--- Your objective ---
Reproduce the rows from the start through the line containing "74 160 L 76", switching "stone block" to "masonry unit" and leaving everything else unchanged. Omit the pictures from your output.

--- Records ---
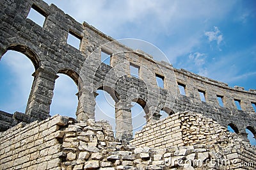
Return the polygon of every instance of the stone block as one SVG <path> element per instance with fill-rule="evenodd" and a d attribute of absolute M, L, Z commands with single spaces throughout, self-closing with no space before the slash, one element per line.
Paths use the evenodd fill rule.
<path fill-rule="evenodd" d="M 84 163 L 84 169 L 92 169 L 99 168 L 99 160 L 89 160 Z"/>
<path fill-rule="evenodd" d="M 100 160 L 103 158 L 103 156 L 100 153 L 92 153 L 92 159 Z"/>
<path fill-rule="evenodd" d="M 87 160 L 90 157 L 90 153 L 87 151 L 82 151 L 79 153 L 78 158 L 83 160 Z"/>
<path fill-rule="evenodd" d="M 74 160 L 76 158 L 76 154 L 73 153 L 72 152 L 69 152 L 67 154 L 67 160 Z"/>

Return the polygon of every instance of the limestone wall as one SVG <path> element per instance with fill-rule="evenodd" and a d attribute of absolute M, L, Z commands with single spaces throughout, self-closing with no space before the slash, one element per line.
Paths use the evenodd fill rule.
<path fill-rule="evenodd" d="M 184 112 L 179 115 L 184 115 L 186 121 L 183 122 L 200 130 L 203 129 L 202 125 L 195 122 L 199 120 L 202 123 L 211 122 L 211 120 L 205 120 L 195 113 Z M 172 116 L 168 119 L 175 121 L 177 116 Z M 167 120 L 163 120 L 162 125 Z M 157 123 L 161 123 L 161 121 Z M 0 169 L 255 169 L 256 148 L 243 141 L 237 135 L 227 133 L 223 130 L 225 128 L 219 127 L 218 124 L 212 123 L 212 125 L 208 128 L 205 127 L 208 134 L 206 130 L 197 134 L 205 134 L 205 136 L 208 137 L 210 134 L 212 137 L 218 134 L 223 135 L 198 143 L 204 141 L 204 138 L 194 139 L 195 132 L 198 131 L 187 130 L 188 139 L 195 140 L 186 144 L 179 143 L 184 146 L 173 142 L 171 143 L 173 145 L 166 144 L 166 147 L 140 147 L 143 146 L 141 142 L 141 146 L 135 147 L 131 145 L 134 142 L 129 144 L 116 141 L 111 126 L 106 121 L 95 122 L 93 120 L 77 121 L 57 115 L 24 127 L 20 123 L 1 133 Z M 172 126 L 168 127 L 172 130 Z M 166 128 L 166 130 L 168 128 Z M 183 137 L 182 130 L 179 133 L 182 132 L 182 134 L 177 133 L 173 137 L 178 139 L 180 135 Z M 152 138 L 153 141 L 159 139 L 157 136 Z M 242 163 L 246 163 L 246 166 Z"/>
<path fill-rule="evenodd" d="M 0 133 L 0 169 L 54 169 L 60 165 L 61 144 L 55 138 L 62 118 L 55 116 Z"/>
<path fill-rule="evenodd" d="M 24 54 L 35 66 L 26 116 L 17 119 L 15 115 L 11 118 L 2 114 L 7 123 L 4 126 L 4 120 L 0 122 L 1 131 L 20 121 L 49 118 L 57 74 L 64 73 L 77 85 L 76 114 L 79 120 L 95 118 L 97 89 L 111 95 L 116 102 L 118 139 L 132 137 L 132 102 L 143 107 L 147 122 L 159 120 L 161 110 L 168 111 L 170 114 L 190 111 L 224 127 L 235 124 L 245 140 L 248 126 L 256 132 L 256 114 L 252 106 L 256 102 L 255 90 L 231 88 L 223 82 L 154 61 L 150 54 L 125 47 L 42 0 L 1 0 L 0 4 L 0 57 L 8 50 L 16 50 Z M 42 26 L 27 17 L 31 8 L 45 17 Z M 79 49 L 67 43 L 69 34 L 81 41 Z M 109 65 L 101 62 L 101 52 L 109 55 Z M 140 77 L 131 75 L 131 65 L 140 68 Z M 157 75 L 163 79 L 163 88 L 157 86 Z M 179 93 L 178 83 L 186 86 L 186 95 Z M 198 90 L 205 93 L 205 102 L 200 100 Z M 224 107 L 218 104 L 217 95 L 223 97 Z M 234 99 L 240 101 L 241 111 L 236 109 Z"/>

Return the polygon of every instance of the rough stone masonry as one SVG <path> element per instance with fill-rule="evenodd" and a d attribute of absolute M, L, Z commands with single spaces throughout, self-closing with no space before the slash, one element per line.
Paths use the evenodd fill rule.
<path fill-rule="evenodd" d="M 27 18 L 31 8 L 45 17 L 42 27 Z M 26 112 L 0 112 L 1 169 L 255 169 L 255 149 L 245 129 L 256 135 L 256 90 L 154 61 L 41 0 L 0 0 L 0 56 L 16 50 L 35 66 Z M 80 40 L 79 49 L 67 43 L 68 35 Z M 101 62 L 102 52 L 109 65 Z M 77 120 L 50 118 L 58 73 L 77 85 Z M 115 102 L 115 139 L 106 122 L 93 121 L 97 89 Z M 143 108 L 147 122 L 134 139 L 132 102 Z M 159 120 L 161 110 L 169 117 Z M 236 134 L 227 132 L 228 125 Z"/>

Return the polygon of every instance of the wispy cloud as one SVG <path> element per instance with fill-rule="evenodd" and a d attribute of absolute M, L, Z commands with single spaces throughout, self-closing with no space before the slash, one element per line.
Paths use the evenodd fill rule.
<path fill-rule="evenodd" d="M 190 54 L 188 58 L 196 66 L 201 66 L 205 63 L 206 55 L 205 54 L 196 52 L 193 54 Z"/>
<path fill-rule="evenodd" d="M 223 36 L 219 28 L 216 26 L 214 26 L 214 31 L 206 31 L 204 35 L 207 37 L 209 42 L 216 42 L 218 46 L 223 41 Z"/>

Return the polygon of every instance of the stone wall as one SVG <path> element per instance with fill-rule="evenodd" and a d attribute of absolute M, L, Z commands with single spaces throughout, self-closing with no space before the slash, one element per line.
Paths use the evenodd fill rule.
<path fill-rule="evenodd" d="M 184 126 L 186 123 L 195 127 L 192 130 L 184 128 L 187 132 L 186 135 L 191 136 L 189 137 L 190 139 L 196 135 L 195 132 L 197 131 L 194 129 L 203 128 L 202 125 L 195 124 L 195 122 L 211 121 L 200 114 L 184 112 L 171 116 L 157 123 L 162 121 L 163 125 L 168 120 L 177 120 L 178 115 L 184 115 L 184 120 L 186 120 L 184 121 L 186 122 L 183 123 Z M 204 141 L 199 143 L 200 140 L 195 139 L 193 143 L 187 143 L 183 146 L 173 143 L 173 145 L 165 145 L 166 147 L 163 148 L 140 147 L 142 145 L 135 147 L 115 140 L 111 126 L 106 121 L 95 122 L 90 119 L 86 121 L 77 121 L 73 118 L 56 115 L 42 122 L 35 121 L 26 126 L 20 123 L 1 133 L 0 169 L 100 168 L 114 170 L 256 168 L 255 147 L 243 141 L 238 135 L 227 132 L 223 130 L 224 127 L 216 123 L 212 123 L 208 129 L 207 125 L 205 126 L 206 130 L 201 133 L 205 134 L 204 136 L 210 136 L 210 134 L 212 136 L 221 134 L 221 136 L 217 139 L 212 137 L 211 144 L 211 141 L 209 143 Z M 168 126 L 166 130 L 168 130 L 168 128 L 171 130 L 172 127 Z M 182 134 L 177 134 L 173 137 L 183 137 L 184 129 L 180 130 L 179 133 L 183 132 Z M 138 134 L 134 141 L 140 140 L 140 137 L 137 139 L 138 135 Z M 159 139 L 157 136 L 153 138 L 153 141 Z M 215 139 L 216 141 L 214 141 Z M 245 162 L 246 166 L 242 166 L 241 164 Z"/>
<path fill-rule="evenodd" d="M 168 114 L 191 111 L 224 127 L 235 124 L 244 140 L 248 126 L 256 132 L 256 114 L 252 106 L 256 102 L 255 90 L 232 88 L 225 83 L 174 68 L 170 63 L 154 61 L 150 54 L 124 46 L 42 0 L 1 0 L 0 4 L 1 57 L 8 50 L 16 50 L 24 54 L 35 66 L 26 116 L 18 116 L 21 118 L 18 121 L 15 116 L 3 116 L 8 123 L 13 122 L 8 127 L 20 121 L 49 118 L 57 74 L 64 73 L 77 85 L 79 120 L 95 118 L 97 89 L 111 95 L 116 102 L 118 139 L 132 137 L 132 102 L 143 107 L 147 122 L 159 120 L 161 110 Z M 31 8 L 45 17 L 43 26 L 27 18 Z M 79 49 L 67 43 L 68 33 L 81 40 Z M 101 62 L 101 52 L 109 54 L 109 65 Z M 131 75 L 131 65 L 140 68 L 140 77 Z M 156 75 L 163 79 L 163 88 L 158 87 Z M 180 94 L 178 84 L 185 86 L 186 95 Z M 205 102 L 200 100 L 198 90 L 205 93 Z M 223 98 L 224 107 L 218 104 L 217 95 Z M 234 99 L 240 101 L 241 111 L 236 109 Z M 0 125 L 4 125 L 3 121 Z M 8 128 L 3 126 L 1 129 Z"/>
<path fill-rule="evenodd" d="M 136 147 L 166 148 L 195 144 L 230 143 L 232 134 L 211 118 L 190 112 L 177 112 L 148 123 L 137 132 L 130 143 Z M 232 137 L 231 137 L 232 138 Z M 232 139 L 236 140 L 236 139 Z"/>
<path fill-rule="evenodd" d="M 0 133 L 0 169 L 54 169 L 59 167 L 61 146 L 55 135 L 59 125 L 67 123 L 66 120 L 57 115 L 27 125 L 20 123 Z"/>

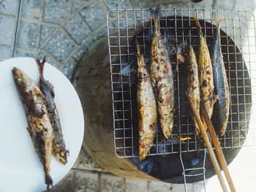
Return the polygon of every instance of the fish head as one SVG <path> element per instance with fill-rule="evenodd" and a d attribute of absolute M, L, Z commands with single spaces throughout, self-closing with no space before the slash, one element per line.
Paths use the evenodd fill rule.
<path fill-rule="evenodd" d="M 23 72 L 17 67 L 14 67 L 12 69 L 12 74 L 15 83 L 19 87 L 20 91 L 28 92 L 31 89 L 31 80 Z"/>

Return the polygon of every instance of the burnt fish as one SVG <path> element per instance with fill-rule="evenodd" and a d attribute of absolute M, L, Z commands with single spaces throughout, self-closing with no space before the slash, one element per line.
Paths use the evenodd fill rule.
<path fill-rule="evenodd" d="M 211 60 L 206 40 L 202 33 L 199 20 L 195 16 L 194 18 L 197 27 L 199 37 L 198 69 L 201 98 L 208 115 L 211 119 L 214 110 L 214 105 L 217 99 L 217 96 L 214 95 L 214 74 Z M 202 121 L 206 128 L 206 123 L 203 118 L 202 118 Z"/>
<path fill-rule="evenodd" d="M 211 53 L 212 67 L 214 70 L 214 85 L 219 99 L 216 103 L 217 110 L 219 135 L 223 136 L 226 131 L 230 111 L 230 91 L 224 65 L 222 45 L 220 41 L 220 26 L 222 20 L 216 17 L 216 32 Z"/>
<path fill-rule="evenodd" d="M 44 57 L 42 63 L 38 58 L 36 59 L 36 61 L 40 73 L 39 88 L 45 96 L 46 109 L 48 112 L 50 123 L 53 128 L 52 153 L 60 163 L 66 164 L 67 162 L 67 154 L 68 150 L 66 150 L 59 112 L 53 100 L 55 96 L 53 86 L 50 82 L 46 81 L 43 76 L 45 57 Z"/>
<path fill-rule="evenodd" d="M 48 189 L 50 185 L 53 185 L 53 180 L 50 176 L 53 128 L 45 104 L 45 97 L 23 72 L 14 67 L 12 74 L 25 109 L 29 132 L 44 167 L 45 183 Z"/>
<path fill-rule="evenodd" d="M 200 82 L 198 74 L 198 65 L 193 47 L 190 43 L 188 45 L 186 55 L 186 63 L 187 65 L 186 80 L 187 91 L 188 96 L 191 98 L 198 114 L 200 114 Z M 195 135 L 197 136 L 197 139 L 198 141 L 198 139 L 200 139 L 200 129 L 193 112 L 192 112 L 190 110 L 189 113 L 195 127 Z"/>
<path fill-rule="evenodd" d="M 138 61 L 137 101 L 139 116 L 139 153 L 140 160 L 146 158 L 153 146 L 157 132 L 157 112 L 150 74 L 146 69 L 143 55 L 136 39 Z"/>
<path fill-rule="evenodd" d="M 159 8 L 151 9 L 154 34 L 151 53 L 151 77 L 162 132 L 169 139 L 173 132 L 174 112 L 173 77 L 168 53 L 158 26 Z"/>

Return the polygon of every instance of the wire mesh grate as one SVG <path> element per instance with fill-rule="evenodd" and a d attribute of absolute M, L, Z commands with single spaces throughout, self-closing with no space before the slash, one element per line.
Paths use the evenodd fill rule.
<path fill-rule="evenodd" d="M 256 102 L 256 53 L 254 15 L 248 12 L 195 9 L 161 9 L 160 29 L 167 45 L 174 72 L 175 114 L 172 137 L 164 138 L 158 130 L 148 155 L 197 150 L 197 142 L 188 112 L 184 88 L 185 64 L 178 55 L 188 42 L 197 52 L 197 28 L 192 16 L 200 21 L 211 51 L 216 18 L 222 18 L 221 41 L 229 81 L 231 104 L 227 131 L 219 137 L 222 148 L 255 145 L 253 115 Z M 146 62 L 150 63 L 152 18 L 148 9 L 119 9 L 107 14 L 111 72 L 114 147 L 117 156 L 138 156 L 136 100 L 137 66 L 134 37 L 140 41 Z M 214 124 L 214 112 L 212 117 Z M 199 148 L 203 150 L 203 147 Z"/>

--- Finished task ---
Return the polygon of every instance of the masonry unit as one SVG <path> element per instance with fill-rule="evenodd" and a d attribute of absolute M, L, Z commands with single spaces throughout, self-closing with no space before the slash, one element per line.
Paths use the evenodd fill rule.
<path fill-rule="evenodd" d="M 84 163 L 84 169 L 92 169 L 99 168 L 99 160 L 89 160 Z"/>
<path fill-rule="evenodd" d="M 100 160 L 103 158 L 103 156 L 100 153 L 92 153 L 92 159 Z"/>
<path fill-rule="evenodd" d="M 87 160 L 90 157 L 90 153 L 87 151 L 82 151 L 79 153 L 78 158 L 83 160 Z"/>
<path fill-rule="evenodd" d="M 74 160 L 76 158 L 76 154 L 73 153 L 72 152 L 69 152 L 67 154 L 67 160 Z"/>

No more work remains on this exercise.